● **TASK DESCRIPTION**: Please count the lines in the items below that contain the string "dark", with case counting, and reply with only that number.

+---+

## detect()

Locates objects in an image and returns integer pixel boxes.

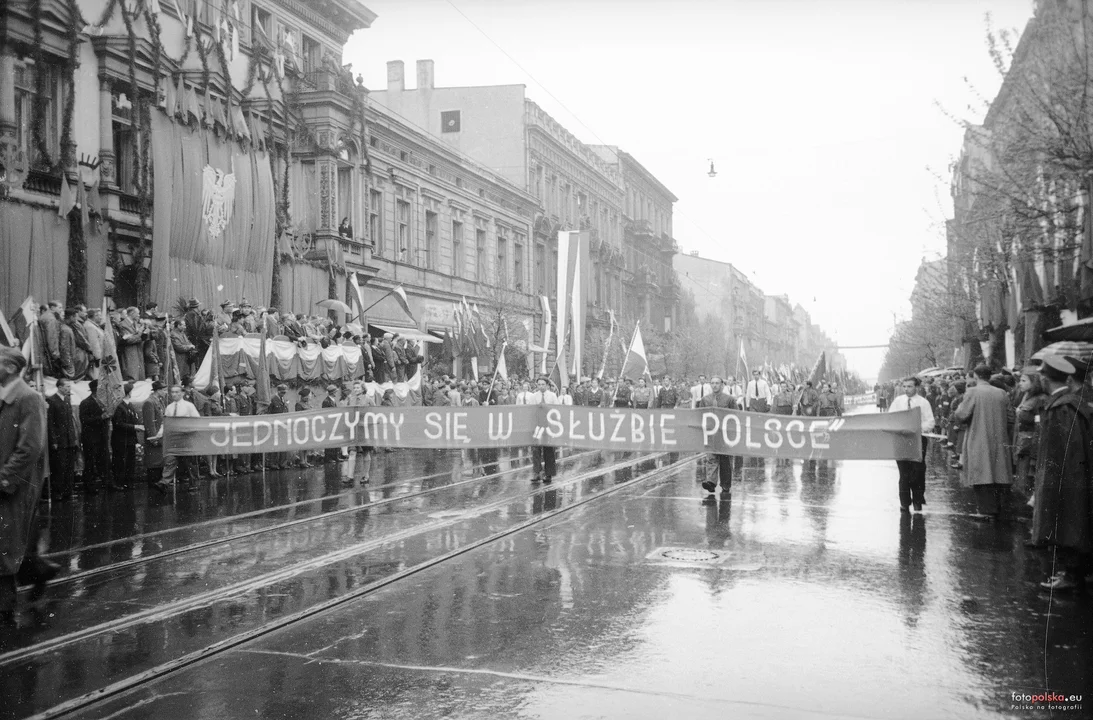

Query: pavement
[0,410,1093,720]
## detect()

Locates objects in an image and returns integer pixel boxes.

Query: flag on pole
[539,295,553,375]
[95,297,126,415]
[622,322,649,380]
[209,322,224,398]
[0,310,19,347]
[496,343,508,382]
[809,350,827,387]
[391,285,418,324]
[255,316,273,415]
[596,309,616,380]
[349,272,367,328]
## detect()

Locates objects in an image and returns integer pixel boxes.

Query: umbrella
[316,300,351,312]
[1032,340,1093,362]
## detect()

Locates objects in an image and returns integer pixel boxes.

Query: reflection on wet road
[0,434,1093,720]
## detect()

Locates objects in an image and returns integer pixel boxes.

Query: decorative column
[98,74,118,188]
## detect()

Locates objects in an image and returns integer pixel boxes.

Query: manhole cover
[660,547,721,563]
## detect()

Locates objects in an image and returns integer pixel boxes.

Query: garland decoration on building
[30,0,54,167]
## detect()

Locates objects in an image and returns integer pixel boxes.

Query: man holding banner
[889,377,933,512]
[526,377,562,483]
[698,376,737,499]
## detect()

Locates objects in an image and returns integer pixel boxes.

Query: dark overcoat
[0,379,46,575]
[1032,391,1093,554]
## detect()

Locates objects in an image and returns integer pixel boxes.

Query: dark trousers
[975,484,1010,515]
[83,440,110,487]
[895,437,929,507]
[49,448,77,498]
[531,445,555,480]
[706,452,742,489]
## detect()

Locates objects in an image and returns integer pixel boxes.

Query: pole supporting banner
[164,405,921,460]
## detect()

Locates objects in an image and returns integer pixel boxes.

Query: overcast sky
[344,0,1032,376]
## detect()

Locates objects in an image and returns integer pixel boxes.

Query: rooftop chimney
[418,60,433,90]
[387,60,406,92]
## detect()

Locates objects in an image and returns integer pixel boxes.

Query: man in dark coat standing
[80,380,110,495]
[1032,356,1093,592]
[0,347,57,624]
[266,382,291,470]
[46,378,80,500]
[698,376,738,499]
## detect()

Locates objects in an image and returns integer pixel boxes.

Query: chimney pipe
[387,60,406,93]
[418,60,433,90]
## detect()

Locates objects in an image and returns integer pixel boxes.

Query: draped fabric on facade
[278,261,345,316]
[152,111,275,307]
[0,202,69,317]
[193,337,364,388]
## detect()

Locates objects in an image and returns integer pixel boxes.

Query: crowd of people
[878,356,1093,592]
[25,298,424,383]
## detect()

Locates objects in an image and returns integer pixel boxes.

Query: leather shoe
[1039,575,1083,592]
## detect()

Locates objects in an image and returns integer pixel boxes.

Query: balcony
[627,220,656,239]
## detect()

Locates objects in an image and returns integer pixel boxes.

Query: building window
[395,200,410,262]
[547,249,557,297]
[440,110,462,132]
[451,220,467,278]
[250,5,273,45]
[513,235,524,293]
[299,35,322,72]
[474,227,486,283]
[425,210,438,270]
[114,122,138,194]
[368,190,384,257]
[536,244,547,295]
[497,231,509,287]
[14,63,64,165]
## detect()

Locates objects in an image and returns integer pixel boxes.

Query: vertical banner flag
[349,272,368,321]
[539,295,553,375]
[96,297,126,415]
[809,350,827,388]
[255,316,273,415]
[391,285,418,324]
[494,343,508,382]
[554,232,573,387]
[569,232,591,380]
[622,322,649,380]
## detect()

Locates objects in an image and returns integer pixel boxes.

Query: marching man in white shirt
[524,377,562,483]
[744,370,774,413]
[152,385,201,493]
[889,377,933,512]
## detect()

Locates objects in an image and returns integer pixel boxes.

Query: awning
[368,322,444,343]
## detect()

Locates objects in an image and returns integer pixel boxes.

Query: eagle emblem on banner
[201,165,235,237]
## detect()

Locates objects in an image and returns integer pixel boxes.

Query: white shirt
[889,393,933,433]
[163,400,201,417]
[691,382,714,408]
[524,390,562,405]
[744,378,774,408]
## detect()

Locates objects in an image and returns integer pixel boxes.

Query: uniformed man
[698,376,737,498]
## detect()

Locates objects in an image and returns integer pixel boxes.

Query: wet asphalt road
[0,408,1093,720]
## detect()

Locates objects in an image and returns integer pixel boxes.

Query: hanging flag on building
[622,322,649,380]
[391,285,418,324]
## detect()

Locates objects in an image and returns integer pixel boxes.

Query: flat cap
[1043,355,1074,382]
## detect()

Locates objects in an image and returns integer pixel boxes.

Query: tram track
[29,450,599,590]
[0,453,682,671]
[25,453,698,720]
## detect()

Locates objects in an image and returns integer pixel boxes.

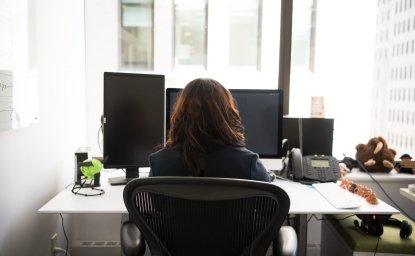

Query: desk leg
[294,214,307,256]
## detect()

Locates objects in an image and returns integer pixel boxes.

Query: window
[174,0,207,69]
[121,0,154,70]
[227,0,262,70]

+---+

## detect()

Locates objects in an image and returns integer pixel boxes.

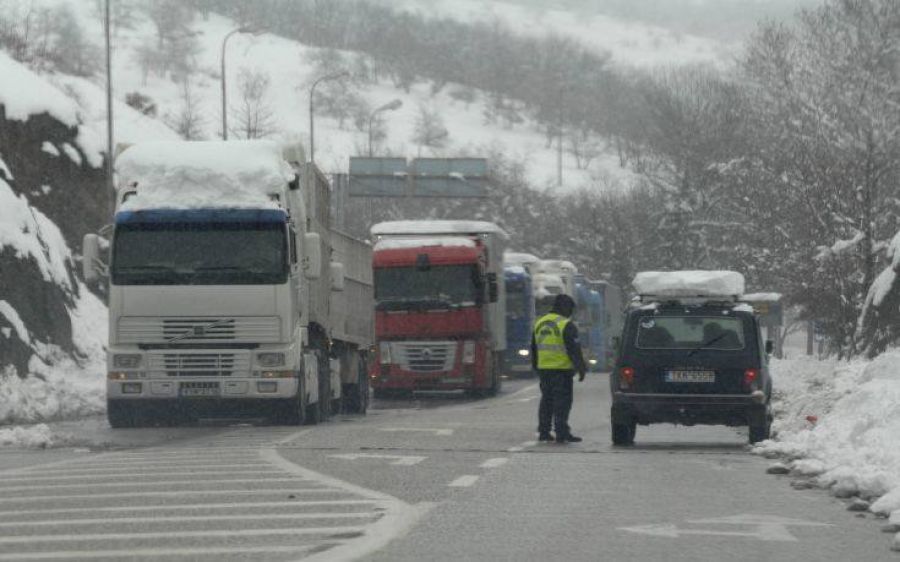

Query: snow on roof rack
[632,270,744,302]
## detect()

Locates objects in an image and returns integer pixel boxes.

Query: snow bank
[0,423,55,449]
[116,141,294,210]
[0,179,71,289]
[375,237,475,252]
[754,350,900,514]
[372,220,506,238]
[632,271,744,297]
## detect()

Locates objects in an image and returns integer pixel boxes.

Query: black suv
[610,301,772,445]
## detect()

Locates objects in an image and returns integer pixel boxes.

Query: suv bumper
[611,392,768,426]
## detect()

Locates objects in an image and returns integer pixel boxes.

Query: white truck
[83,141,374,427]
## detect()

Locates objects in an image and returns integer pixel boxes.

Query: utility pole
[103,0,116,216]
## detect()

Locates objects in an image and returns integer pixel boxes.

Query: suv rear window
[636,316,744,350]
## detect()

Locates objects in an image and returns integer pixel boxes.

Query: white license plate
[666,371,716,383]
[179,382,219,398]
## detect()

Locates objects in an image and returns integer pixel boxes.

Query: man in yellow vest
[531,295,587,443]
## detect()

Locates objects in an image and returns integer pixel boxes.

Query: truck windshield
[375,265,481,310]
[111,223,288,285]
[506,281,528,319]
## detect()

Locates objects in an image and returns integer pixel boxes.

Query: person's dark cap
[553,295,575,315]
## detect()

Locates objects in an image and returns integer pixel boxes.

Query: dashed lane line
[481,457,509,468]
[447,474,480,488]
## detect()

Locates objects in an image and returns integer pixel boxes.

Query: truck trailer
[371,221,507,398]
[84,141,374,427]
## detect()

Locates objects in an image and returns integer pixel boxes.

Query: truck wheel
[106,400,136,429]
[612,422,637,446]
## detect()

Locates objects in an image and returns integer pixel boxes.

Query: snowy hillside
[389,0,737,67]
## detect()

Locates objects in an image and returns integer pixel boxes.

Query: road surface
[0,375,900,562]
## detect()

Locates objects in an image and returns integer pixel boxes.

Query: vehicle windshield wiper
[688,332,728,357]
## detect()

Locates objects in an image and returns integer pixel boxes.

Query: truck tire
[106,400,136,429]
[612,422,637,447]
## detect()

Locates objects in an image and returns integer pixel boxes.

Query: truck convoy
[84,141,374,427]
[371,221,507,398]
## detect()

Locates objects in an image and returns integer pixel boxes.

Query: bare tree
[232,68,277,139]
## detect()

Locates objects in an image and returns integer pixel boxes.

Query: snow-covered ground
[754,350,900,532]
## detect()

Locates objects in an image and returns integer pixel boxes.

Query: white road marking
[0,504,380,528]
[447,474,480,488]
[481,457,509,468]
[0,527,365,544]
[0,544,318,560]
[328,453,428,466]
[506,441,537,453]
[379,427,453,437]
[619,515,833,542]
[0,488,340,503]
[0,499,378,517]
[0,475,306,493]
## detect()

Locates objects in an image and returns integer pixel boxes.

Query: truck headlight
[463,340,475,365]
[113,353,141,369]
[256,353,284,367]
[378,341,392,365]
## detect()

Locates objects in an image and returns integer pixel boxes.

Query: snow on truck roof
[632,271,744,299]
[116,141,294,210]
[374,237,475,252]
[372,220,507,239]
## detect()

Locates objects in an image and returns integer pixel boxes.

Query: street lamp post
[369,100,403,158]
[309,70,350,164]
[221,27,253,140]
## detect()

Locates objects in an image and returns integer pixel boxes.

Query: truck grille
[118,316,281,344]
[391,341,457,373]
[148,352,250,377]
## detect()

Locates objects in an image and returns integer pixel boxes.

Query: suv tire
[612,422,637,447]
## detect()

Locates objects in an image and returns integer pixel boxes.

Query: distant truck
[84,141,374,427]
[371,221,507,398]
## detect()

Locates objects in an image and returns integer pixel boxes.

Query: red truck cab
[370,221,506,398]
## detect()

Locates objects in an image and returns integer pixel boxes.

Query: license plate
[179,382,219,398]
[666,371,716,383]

+---+

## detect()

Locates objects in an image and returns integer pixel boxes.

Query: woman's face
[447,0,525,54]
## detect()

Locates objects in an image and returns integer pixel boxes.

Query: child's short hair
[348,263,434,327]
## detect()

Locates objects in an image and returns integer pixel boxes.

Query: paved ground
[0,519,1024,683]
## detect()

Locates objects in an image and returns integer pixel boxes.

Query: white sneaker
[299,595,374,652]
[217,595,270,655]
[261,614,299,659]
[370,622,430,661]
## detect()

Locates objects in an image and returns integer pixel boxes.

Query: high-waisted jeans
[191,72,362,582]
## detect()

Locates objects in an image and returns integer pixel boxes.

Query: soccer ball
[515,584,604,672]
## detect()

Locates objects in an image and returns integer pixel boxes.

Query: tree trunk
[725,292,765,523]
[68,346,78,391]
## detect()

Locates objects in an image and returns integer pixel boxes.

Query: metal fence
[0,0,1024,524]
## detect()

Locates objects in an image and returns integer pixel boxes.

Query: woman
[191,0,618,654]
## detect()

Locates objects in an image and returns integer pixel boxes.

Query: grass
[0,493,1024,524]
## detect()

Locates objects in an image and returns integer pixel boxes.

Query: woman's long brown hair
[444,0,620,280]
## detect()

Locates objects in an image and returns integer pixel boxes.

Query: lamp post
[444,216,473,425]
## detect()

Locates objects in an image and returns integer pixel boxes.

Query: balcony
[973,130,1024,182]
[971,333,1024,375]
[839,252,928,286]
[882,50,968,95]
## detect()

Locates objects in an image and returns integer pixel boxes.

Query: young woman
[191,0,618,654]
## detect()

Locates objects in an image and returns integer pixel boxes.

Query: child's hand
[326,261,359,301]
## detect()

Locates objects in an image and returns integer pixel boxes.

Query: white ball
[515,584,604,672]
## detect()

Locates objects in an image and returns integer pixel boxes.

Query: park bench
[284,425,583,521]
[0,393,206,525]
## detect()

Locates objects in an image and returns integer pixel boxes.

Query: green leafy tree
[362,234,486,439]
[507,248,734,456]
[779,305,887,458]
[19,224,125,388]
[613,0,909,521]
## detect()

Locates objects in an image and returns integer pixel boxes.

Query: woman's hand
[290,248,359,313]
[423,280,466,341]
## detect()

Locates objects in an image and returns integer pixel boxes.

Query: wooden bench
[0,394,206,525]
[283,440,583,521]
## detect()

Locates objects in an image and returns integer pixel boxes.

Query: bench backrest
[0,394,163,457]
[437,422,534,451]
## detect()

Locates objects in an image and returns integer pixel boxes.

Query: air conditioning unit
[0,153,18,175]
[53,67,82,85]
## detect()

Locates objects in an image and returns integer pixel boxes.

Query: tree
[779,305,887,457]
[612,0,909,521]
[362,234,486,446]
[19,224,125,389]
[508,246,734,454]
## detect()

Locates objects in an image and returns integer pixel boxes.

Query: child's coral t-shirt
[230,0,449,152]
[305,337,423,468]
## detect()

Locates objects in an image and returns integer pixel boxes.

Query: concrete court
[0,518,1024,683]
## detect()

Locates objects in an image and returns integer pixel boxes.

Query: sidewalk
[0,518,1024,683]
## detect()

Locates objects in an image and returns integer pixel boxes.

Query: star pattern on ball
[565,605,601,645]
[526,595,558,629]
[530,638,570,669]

+---+

● **TASK SOLUTION**: 4